TASK STATEMENT>
Without the pictures, repeat the listing character for character.

INPUT RECORDS>
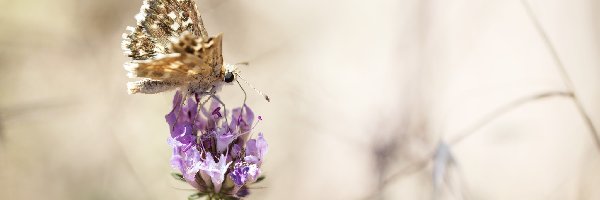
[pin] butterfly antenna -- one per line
(245, 95)
(257, 91)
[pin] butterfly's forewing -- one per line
(158, 22)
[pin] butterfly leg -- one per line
(149, 86)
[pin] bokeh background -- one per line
(364, 93)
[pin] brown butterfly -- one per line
(170, 49)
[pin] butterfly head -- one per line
(230, 72)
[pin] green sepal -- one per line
(196, 196)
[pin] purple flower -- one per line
(207, 139)
(244, 172)
(215, 170)
(224, 138)
(184, 159)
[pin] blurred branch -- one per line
(563, 72)
(502, 110)
(469, 131)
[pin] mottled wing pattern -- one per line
(164, 68)
(158, 22)
(191, 56)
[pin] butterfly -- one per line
(170, 48)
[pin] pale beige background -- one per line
(361, 90)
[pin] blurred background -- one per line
(407, 99)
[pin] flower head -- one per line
(213, 152)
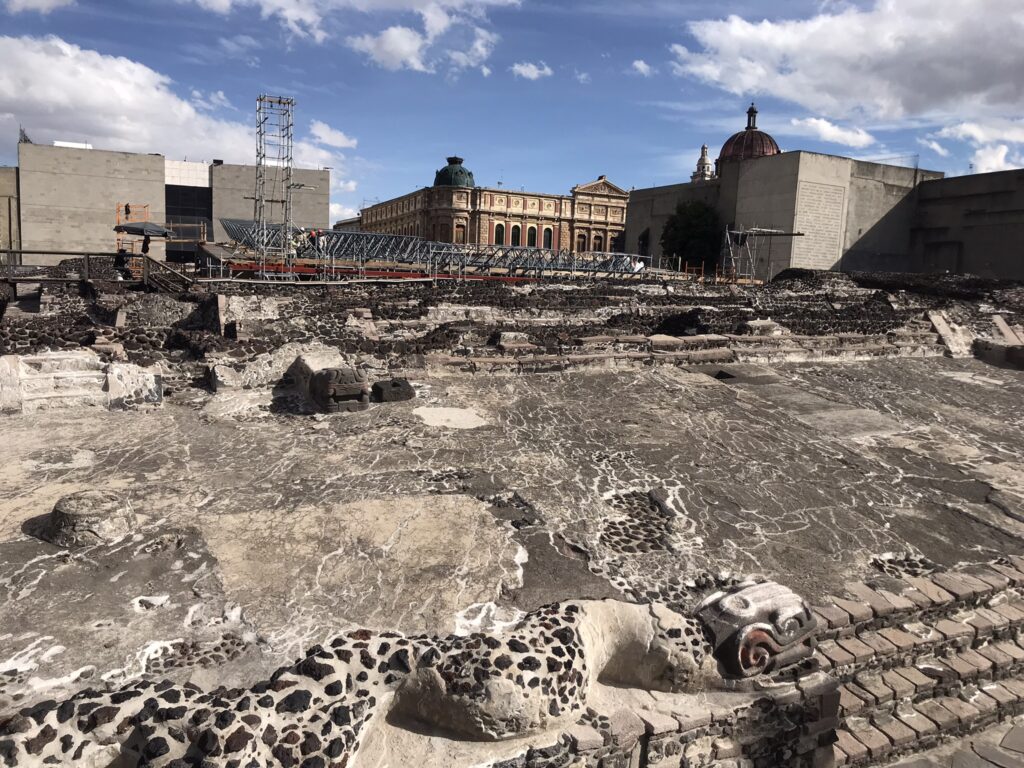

SOLUTION>
[pin] butterfly antenna -- one per line
(245, 95)
(257, 91)
[pin] butterfly's forewing -- one per line
(158, 22)
[pin] butterfly leg -- one per line
(149, 86)
[pin] bokeh background -- one per line
(364, 93)
[pin] brown butterfly -- one per line
(170, 49)
[pin] butterfly head -- one per line
(230, 72)
[pin] green sepal -- one per line
(196, 196)
[pin] purple flower -- one per line
(207, 139)
(244, 172)
(215, 170)
(224, 138)
(184, 159)
[pin] blurred branch -- one per line
(563, 72)
(502, 110)
(469, 131)
[pin] mottled wing pattern -- one per line
(164, 68)
(158, 22)
(191, 56)
[pin] butterfly -- one per line
(170, 48)
[pin] pale beige background -- one per line
(361, 90)
[pin] blurred background -- one per line
(407, 99)
[pin] flower head -- one per line
(213, 152)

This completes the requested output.